_Given request 1_
In the forum post about the recursive SFTP error, rewrite the paragraph that begins "I have tested it with one file" as one shorter sentence.
_Given request 2_
From the forum post about the recursive SFTP error, list every distinct function name that follows the word "in" on the "File" lines of the traceback.
_Given request 3_
Reproduce part of the forum post about the recursive SFTP error. Begin at the words "I have tested" and stop after "file_count = len(sftp.listdir(SOURCE_FOLDER))".

_Excerpted passage_
──────

I have tested it with one file and it works, but when I try to make it recursive, I get this error after the 2nd iteration:
Exception in thread django-main-thread:
Traceback (most recent call last):
File ".../app/views.py", line 232, in start
file_count = len(sftp.listdir(SOURCE_FOLDER))
File ".../lib/python3.7/site-packages/pysftp/__init__.py", line 592, in listdir
return sorted(self._sftp.listdir(remotepath))
File ".../lib/python3.7/site-packages/paramiko/sftp_client.py", line 218, in listdir
return [f.filename for f in self.listdir_attr(path)]
File ".../lib/python3.7/site-packages/paramiko/sftp_client.py", line 239, in listdir_attr
t, msg = self._request(CMD_OPENDIR, path)
File ".../lib/python3.7/site-packages/paramiko/sftp_client.py", line 813, in _request
return self._read_response(num)
File ".../lib/python3.7/site-packages/paramiko/sftp_client.py", line 865, in _read_response
self._convert_status(msg)
File ".../lib/python3.7/site-packages/paramiko/sftp_client.py", line 894, in _convert_status
raise IOError(errno.ENOENT, text)
FileNotFoundError: [Errno 2] No such file
The original file is in the source directory, so I don't know what "No such file" is referring to.

──────

_Source data_
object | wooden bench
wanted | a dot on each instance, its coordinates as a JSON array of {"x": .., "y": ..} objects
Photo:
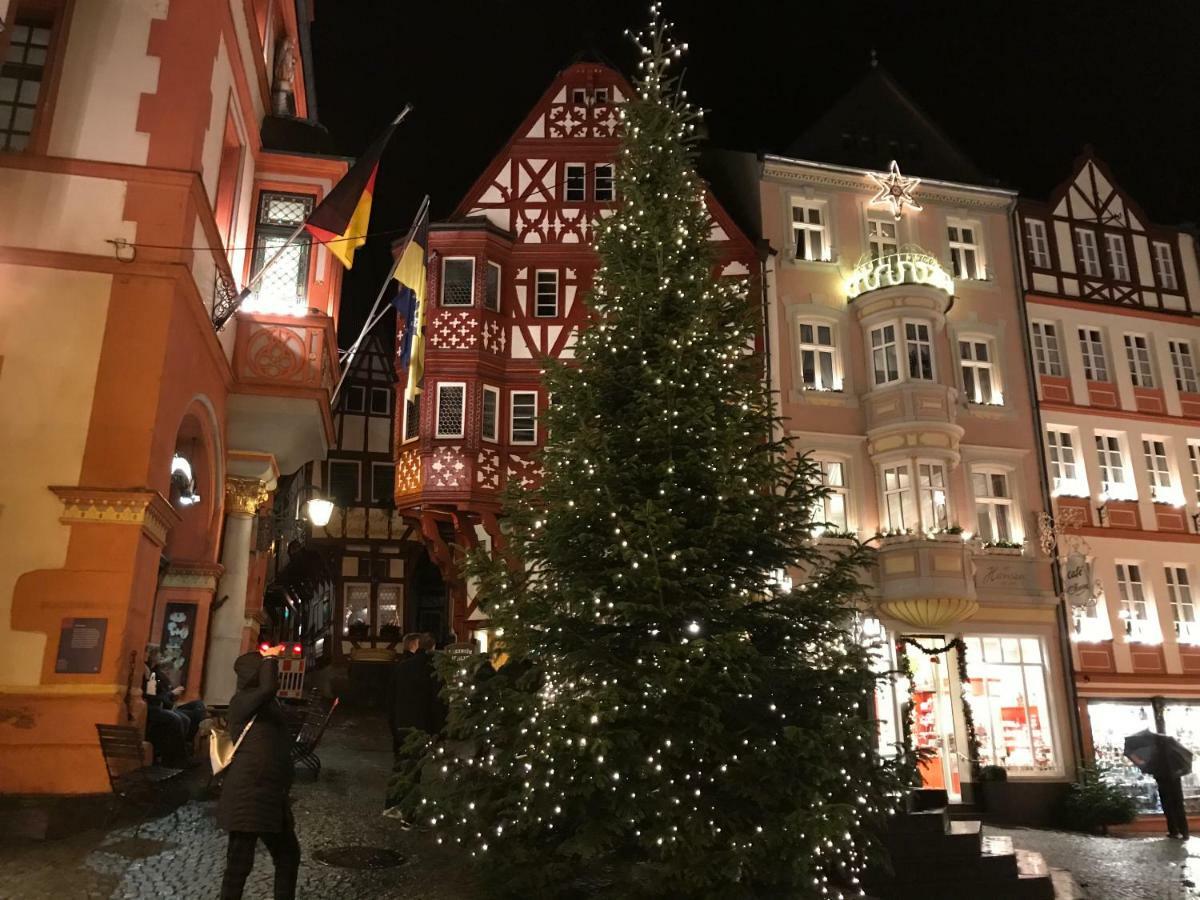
[{"x": 127, "y": 773}]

──────

_Answer 1_
It works with a single file, but making it recursive causes an error after the second iteration.

_Answer 2_
- start
- listdir
- listdir_attr
- _request
- _read_response
- _convert_status

_Answer 3_
I have tested it with one file and it works, but when I try to make it recursive, I get this error after the 2nd iteration:
Exception in thread django-main-thread:
Traceback (most recent call last):
File ".../app/views.py", line 232, in start
file_count = len(sftp.listdir(SOURCE_FOLDER))